▶ **What is needed**: Update the records from the line with "Target: glass wall" to the line with "(1192, 490)" by changing "wooden" to "timber" and leaving everything else as it is. Give back only those lines.

▶ **Items**:
= = = =

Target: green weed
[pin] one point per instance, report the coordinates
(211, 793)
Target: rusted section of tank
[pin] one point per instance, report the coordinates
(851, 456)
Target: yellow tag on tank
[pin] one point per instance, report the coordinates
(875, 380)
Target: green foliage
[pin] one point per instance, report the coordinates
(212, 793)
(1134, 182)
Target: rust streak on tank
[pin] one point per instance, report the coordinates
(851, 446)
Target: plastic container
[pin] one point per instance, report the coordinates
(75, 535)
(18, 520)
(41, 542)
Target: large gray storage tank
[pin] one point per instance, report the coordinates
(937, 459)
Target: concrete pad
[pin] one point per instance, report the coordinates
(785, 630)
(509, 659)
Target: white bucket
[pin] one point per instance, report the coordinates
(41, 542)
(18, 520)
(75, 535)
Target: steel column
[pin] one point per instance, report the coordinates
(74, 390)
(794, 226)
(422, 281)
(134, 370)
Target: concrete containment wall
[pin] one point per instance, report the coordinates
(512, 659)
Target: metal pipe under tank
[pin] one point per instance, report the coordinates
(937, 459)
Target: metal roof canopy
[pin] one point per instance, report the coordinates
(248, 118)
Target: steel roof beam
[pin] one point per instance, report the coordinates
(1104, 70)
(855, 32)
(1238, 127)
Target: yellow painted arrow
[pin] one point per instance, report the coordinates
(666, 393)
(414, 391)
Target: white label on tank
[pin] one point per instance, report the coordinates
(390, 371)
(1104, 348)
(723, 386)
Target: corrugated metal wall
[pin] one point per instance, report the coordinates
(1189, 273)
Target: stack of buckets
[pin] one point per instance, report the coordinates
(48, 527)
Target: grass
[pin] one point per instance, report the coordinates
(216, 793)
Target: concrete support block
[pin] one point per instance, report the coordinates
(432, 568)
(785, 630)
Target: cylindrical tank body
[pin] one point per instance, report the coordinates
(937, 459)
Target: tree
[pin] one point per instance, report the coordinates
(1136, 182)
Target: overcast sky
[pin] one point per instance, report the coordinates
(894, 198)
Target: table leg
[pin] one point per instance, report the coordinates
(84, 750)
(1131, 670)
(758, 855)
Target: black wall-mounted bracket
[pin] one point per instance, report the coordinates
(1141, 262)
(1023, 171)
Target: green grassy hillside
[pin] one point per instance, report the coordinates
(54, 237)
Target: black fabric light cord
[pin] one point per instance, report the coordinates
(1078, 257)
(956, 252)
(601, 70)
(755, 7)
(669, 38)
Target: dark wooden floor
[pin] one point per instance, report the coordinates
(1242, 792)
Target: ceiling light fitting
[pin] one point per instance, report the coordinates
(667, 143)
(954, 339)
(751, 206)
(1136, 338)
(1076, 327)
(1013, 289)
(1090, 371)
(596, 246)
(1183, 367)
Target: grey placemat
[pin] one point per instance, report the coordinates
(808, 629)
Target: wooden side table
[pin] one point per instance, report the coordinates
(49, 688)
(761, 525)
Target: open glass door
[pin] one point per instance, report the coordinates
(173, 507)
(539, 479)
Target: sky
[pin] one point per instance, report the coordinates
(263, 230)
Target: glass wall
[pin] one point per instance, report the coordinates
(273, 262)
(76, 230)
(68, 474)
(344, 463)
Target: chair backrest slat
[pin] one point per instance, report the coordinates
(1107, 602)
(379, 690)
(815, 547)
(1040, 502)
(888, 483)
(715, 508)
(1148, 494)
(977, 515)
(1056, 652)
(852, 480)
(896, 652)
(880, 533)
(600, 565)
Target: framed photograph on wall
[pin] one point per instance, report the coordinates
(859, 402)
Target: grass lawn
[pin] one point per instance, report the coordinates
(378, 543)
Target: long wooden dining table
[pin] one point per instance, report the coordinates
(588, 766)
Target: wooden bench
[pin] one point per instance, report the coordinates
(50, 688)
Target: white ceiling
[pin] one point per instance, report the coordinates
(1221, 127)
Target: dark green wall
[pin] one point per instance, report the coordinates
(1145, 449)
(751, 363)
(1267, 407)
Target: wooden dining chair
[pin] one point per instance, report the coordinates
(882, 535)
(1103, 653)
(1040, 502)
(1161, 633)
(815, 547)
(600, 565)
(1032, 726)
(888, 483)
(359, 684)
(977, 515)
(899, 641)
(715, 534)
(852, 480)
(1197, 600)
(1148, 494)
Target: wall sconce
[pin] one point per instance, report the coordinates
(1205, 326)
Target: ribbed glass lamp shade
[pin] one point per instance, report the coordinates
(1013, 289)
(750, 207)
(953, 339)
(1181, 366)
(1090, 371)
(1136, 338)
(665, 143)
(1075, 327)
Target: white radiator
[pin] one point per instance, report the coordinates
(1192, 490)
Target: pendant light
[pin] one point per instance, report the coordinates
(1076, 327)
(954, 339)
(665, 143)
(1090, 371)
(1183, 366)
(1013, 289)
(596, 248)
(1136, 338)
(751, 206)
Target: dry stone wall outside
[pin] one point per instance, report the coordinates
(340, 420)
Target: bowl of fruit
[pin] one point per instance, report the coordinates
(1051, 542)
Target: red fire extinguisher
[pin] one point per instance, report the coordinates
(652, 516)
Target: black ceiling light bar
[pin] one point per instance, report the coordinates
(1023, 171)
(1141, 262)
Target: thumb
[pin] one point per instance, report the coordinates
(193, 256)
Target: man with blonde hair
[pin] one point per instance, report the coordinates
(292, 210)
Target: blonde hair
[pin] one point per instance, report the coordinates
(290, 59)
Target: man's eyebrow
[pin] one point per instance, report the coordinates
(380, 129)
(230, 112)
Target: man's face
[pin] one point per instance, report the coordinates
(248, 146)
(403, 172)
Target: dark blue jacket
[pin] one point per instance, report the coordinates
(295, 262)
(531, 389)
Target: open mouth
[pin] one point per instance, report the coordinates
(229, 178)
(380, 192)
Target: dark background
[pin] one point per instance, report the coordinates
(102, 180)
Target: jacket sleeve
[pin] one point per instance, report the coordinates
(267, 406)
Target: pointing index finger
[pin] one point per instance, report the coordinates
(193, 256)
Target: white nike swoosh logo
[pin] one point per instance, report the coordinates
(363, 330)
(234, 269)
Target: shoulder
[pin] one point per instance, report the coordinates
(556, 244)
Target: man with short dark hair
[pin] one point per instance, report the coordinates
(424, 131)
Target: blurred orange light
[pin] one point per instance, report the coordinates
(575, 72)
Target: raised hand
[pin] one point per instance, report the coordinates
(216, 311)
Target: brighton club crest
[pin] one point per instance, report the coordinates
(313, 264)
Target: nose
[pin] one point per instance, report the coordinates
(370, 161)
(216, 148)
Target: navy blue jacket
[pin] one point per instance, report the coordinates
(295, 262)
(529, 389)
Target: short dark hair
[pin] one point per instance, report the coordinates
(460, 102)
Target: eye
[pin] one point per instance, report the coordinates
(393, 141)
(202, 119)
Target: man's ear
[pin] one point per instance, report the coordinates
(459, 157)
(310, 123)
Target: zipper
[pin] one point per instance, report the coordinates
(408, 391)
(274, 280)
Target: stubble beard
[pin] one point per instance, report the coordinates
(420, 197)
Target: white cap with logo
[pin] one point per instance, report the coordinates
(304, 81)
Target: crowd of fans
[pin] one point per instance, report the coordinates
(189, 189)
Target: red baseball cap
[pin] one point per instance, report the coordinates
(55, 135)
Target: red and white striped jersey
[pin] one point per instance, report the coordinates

= = = =

▶ **Result**:
Target: glass wall
[pin] one point per instance, report the coordinates
(273, 262)
(76, 230)
(68, 474)
(344, 463)
Target: chair backrest slat
[pin] one point per instance, report the coordinates
(1107, 602)
(379, 690)
(815, 547)
(1040, 502)
(888, 483)
(715, 508)
(1148, 494)
(977, 515)
(1056, 652)
(852, 480)
(896, 652)
(880, 533)
(600, 565)
Target: framed photograph on wall
[pin] one point per instance, report the coordinates
(859, 402)
Target: grass lawn
[pin] one point per instance, report the coordinates
(378, 543)
Target: long timber dining table
[pin] one point per instance, report the coordinates
(588, 766)
Target: timber bench
[pin] one point per instance, report the coordinates
(50, 688)
Target: white ceiling
[pin] one point per instance, report the coordinates
(1221, 127)
Target: dark green wall
[pin] one point per instance, report the coordinates
(1145, 449)
(751, 363)
(1267, 407)
Target: timber dining chair
[pin] one point per instance, report the coordinates
(882, 535)
(1103, 653)
(1040, 502)
(1161, 633)
(815, 547)
(600, 565)
(1032, 726)
(888, 483)
(359, 684)
(977, 515)
(899, 641)
(715, 534)
(852, 480)
(1197, 600)
(1148, 494)
Target: wall sconce
[pin] one point per instance, report the coordinates
(1205, 326)
Target: ribbed glass lamp shade
[pin] one point per instance, report the coordinates
(1013, 289)
(750, 207)
(953, 339)
(1181, 366)
(1090, 371)
(1136, 338)
(665, 143)
(1075, 327)
Target: white radiator
[pin] one point per instance, report the coordinates
(1192, 490)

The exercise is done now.